(Your objective): Reproduce every record below word for word, keeping each line and point but leaving out the pictures.

(Pointing dataset excerpts)

--- --- ---

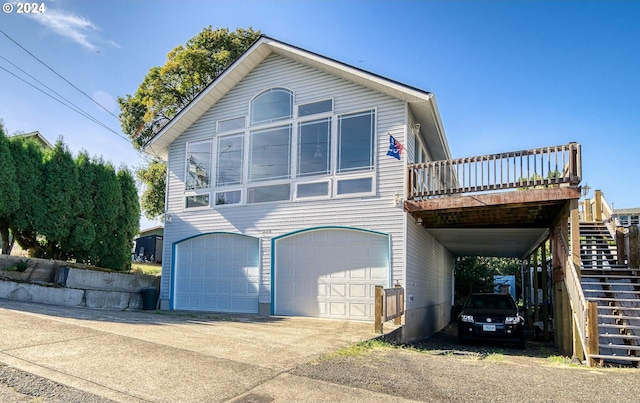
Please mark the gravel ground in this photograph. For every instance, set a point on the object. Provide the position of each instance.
(438, 370)
(435, 370)
(20, 386)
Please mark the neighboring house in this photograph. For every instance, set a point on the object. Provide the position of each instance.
(148, 245)
(282, 200)
(628, 217)
(37, 137)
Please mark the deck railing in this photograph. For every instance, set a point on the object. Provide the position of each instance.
(538, 167)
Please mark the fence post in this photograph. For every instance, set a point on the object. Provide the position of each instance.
(399, 305)
(378, 308)
(592, 331)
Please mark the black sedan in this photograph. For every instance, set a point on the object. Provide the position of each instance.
(491, 317)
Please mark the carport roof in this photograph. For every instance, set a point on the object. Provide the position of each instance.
(507, 224)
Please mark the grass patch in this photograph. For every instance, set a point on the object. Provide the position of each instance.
(559, 360)
(359, 349)
(495, 357)
(146, 268)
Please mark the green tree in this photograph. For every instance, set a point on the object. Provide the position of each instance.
(61, 193)
(167, 89)
(108, 207)
(83, 231)
(10, 196)
(28, 156)
(128, 222)
(153, 178)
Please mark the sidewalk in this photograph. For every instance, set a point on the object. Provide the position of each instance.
(148, 356)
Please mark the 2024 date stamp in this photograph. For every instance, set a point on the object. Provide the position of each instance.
(24, 8)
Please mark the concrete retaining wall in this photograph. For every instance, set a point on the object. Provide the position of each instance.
(76, 287)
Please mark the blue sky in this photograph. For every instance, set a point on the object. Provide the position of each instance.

--- --- ---

(Correct result):
Please mark the gravel ground in this photograph. For every instance, set a point on the object. Provide the position of each instance.
(438, 370)
(435, 370)
(20, 386)
Please mark the neighboring house in this photograph. For every instance, set a point on the object. Provide the position of each instance.
(148, 245)
(282, 200)
(628, 217)
(37, 137)
Please mark the deck railing in this photograph. For every instance, set a point on the object. Provide the position of each instance.
(538, 167)
Please mark the fence post in this photograph. For every instance, set a point on the object. Provide the position of each instance.
(399, 305)
(378, 308)
(592, 331)
Please mark the black sedan in this photograph. For every instance, set a point on the object. Provide the position of each instance.
(491, 317)
Please mark the carport roof in this photograph. For every instance, set a point on the object. Provide the position of each instance.
(507, 224)
Please mark the grass patch in this photograph. For every instance, set a point on the object. Provide the position of each instance.
(559, 360)
(359, 349)
(495, 357)
(146, 268)
Please mark the green tree in this photograph. For every instance, set a point on the object. Provide the position of each instance.
(61, 193)
(167, 89)
(108, 207)
(83, 231)
(10, 196)
(28, 156)
(128, 222)
(153, 178)
Please mark the sidewalk in this photograph. For every instance, set a point on the object. Provide the position of each instance.
(148, 356)
Please mark the 2024 date stamp in this photograph. For every instance, set a point on the object. Provide the position of each instance.
(24, 8)
Please mark the concrete retaining wall in this photograph. For every instance, set a point on the object. Provide the position of each instance.
(76, 287)
Please mark the blue sky in this photograph. For every instance, set a point on the object. Provide the position of each instance.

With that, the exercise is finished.